(Dataset entries)
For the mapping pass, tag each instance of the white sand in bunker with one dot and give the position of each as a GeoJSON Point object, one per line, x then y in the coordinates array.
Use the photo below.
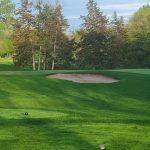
{"type": "Point", "coordinates": [84, 78]}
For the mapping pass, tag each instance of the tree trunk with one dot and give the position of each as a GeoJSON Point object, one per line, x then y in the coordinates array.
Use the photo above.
{"type": "Point", "coordinates": [53, 61]}
{"type": "Point", "coordinates": [33, 60]}
{"type": "Point", "coordinates": [39, 60]}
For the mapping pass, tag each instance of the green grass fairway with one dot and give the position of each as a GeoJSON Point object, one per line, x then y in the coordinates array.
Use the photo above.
{"type": "Point", "coordinates": [69, 116]}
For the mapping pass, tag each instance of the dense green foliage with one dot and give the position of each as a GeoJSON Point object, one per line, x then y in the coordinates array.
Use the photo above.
{"type": "Point", "coordinates": [66, 115]}
{"type": "Point", "coordinates": [41, 40]}
{"type": "Point", "coordinates": [6, 15]}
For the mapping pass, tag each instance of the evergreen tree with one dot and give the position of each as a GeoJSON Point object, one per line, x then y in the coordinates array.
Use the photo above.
{"type": "Point", "coordinates": [93, 42]}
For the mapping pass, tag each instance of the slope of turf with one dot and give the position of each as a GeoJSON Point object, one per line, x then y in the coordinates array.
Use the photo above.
{"type": "Point", "coordinates": [70, 116]}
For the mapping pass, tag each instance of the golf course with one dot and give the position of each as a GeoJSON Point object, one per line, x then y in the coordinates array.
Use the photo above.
{"type": "Point", "coordinates": [40, 113]}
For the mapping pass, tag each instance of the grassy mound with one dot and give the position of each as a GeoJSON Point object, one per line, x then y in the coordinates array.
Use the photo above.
{"type": "Point", "coordinates": [71, 116]}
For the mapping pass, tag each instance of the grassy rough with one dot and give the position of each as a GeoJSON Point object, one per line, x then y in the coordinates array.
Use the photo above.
{"type": "Point", "coordinates": [71, 116]}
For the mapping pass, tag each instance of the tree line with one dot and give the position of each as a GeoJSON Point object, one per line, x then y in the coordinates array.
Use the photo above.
{"type": "Point", "coordinates": [36, 35]}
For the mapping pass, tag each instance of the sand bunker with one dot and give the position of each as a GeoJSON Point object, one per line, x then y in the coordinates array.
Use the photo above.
{"type": "Point", "coordinates": [84, 78]}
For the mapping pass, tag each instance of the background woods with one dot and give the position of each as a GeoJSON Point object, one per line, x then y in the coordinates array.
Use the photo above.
{"type": "Point", "coordinates": [35, 34]}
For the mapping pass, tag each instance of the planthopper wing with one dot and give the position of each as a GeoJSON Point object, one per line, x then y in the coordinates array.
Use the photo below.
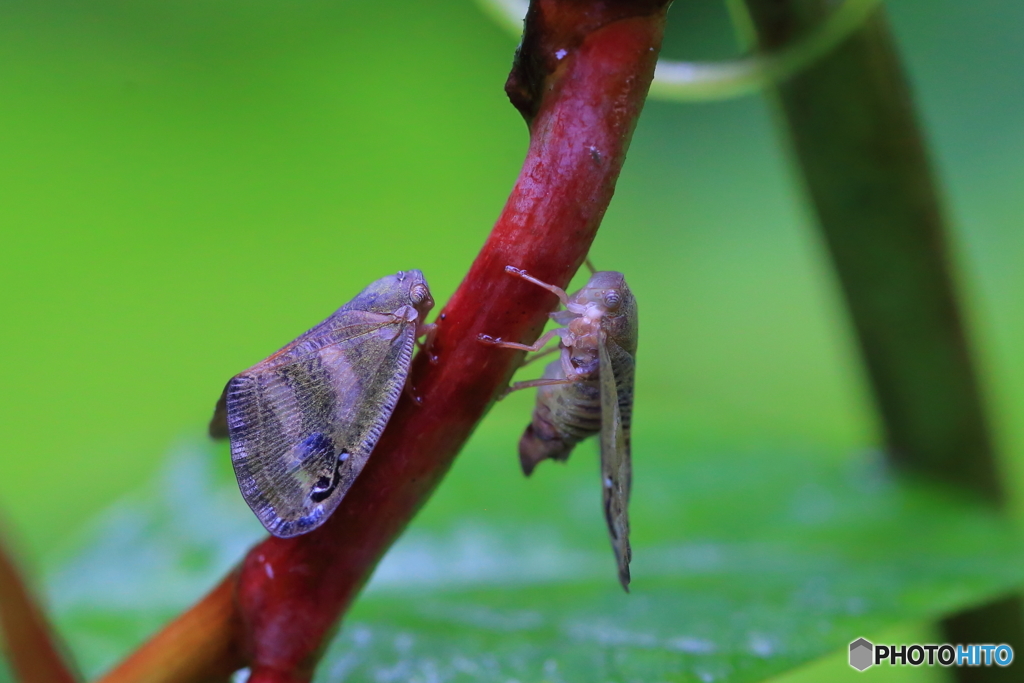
{"type": "Point", "coordinates": [616, 466]}
{"type": "Point", "coordinates": [304, 421]}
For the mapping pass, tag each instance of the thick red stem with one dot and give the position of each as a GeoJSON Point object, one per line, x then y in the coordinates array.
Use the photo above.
{"type": "Point", "coordinates": [581, 80]}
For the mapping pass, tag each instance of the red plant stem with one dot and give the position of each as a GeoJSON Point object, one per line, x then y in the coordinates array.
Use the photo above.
{"type": "Point", "coordinates": [26, 638]}
{"type": "Point", "coordinates": [580, 79]}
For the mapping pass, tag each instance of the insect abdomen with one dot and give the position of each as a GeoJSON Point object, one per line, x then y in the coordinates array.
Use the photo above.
{"type": "Point", "coordinates": [565, 415]}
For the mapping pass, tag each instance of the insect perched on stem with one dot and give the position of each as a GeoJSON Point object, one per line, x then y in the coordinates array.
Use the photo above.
{"type": "Point", "coordinates": [304, 421]}
{"type": "Point", "coordinates": [588, 390]}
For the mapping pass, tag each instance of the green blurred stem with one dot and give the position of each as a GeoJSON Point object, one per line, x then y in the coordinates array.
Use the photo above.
{"type": "Point", "coordinates": [855, 136]}
{"type": "Point", "coordinates": [709, 81]}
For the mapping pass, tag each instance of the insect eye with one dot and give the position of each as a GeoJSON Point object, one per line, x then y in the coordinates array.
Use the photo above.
{"type": "Point", "coordinates": [418, 293]}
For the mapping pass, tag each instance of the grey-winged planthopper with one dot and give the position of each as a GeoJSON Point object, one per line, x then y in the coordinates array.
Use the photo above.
{"type": "Point", "coordinates": [588, 390]}
{"type": "Point", "coordinates": [304, 421]}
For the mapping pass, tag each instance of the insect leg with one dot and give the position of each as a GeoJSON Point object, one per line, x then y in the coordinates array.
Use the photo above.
{"type": "Point", "coordinates": [529, 384]}
{"type": "Point", "coordinates": [429, 333]}
{"type": "Point", "coordinates": [537, 346]}
{"type": "Point", "coordinates": [540, 354]}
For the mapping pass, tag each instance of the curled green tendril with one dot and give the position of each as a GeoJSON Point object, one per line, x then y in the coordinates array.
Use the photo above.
{"type": "Point", "coordinates": [707, 81]}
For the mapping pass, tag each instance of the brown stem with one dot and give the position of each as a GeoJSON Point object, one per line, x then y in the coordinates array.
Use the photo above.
{"type": "Point", "coordinates": [580, 79]}
{"type": "Point", "coordinates": [851, 121]}
{"type": "Point", "coordinates": [32, 648]}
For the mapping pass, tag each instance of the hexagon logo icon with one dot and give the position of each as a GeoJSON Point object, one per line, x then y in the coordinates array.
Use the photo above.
{"type": "Point", "coordinates": [861, 654]}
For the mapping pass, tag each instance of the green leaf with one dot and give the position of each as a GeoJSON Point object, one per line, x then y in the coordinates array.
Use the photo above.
{"type": "Point", "coordinates": [744, 566]}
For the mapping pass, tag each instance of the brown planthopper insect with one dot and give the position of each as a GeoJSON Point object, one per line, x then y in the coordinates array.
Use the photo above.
{"type": "Point", "coordinates": [304, 421]}
{"type": "Point", "coordinates": [588, 390]}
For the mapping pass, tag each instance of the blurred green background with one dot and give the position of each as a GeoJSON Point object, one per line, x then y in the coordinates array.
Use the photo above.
{"type": "Point", "coordinates": [185, 186]}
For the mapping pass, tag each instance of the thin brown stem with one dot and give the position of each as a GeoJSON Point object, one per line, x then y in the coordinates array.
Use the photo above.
{"type": "Point", "coordinates": [26, 638]}
{"type": "Point", "coordinates": [851, 121]}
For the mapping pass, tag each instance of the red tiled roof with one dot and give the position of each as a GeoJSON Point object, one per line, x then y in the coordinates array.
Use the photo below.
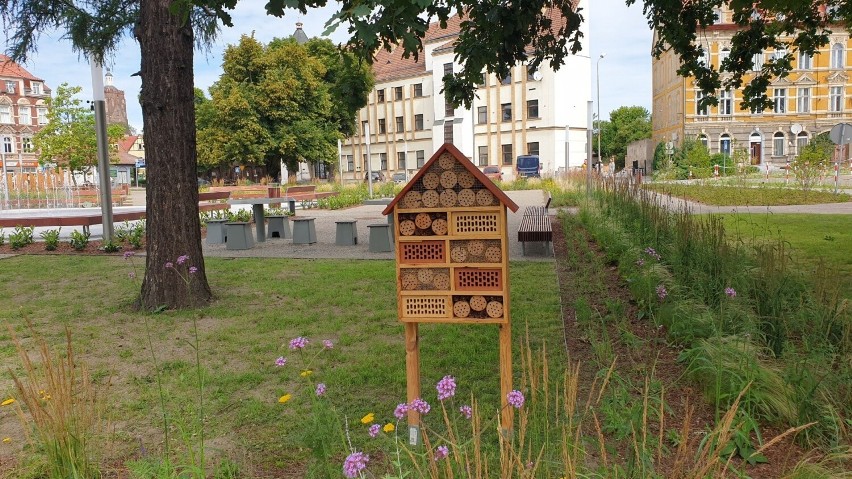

_Aim of the task_
Collect the lines of the records that include the string "tree".

_Result for this exercise_
For the mapping pass, tag each instance of the tree trunk with one dot and give the position of each as a GeoJSON Point object, one per line, x then y in the coordinates array.
For the mapping pass, tag each instance of the evergreen tree with one dot and give the position of each as a GeoJSON Point object, one per line, x then y in the coordinates array.
For the mapping pass, tag each instance of the tree line with one dot and give the position of each as a GeoJSON Point object, one per line, x then y in the coordinates array.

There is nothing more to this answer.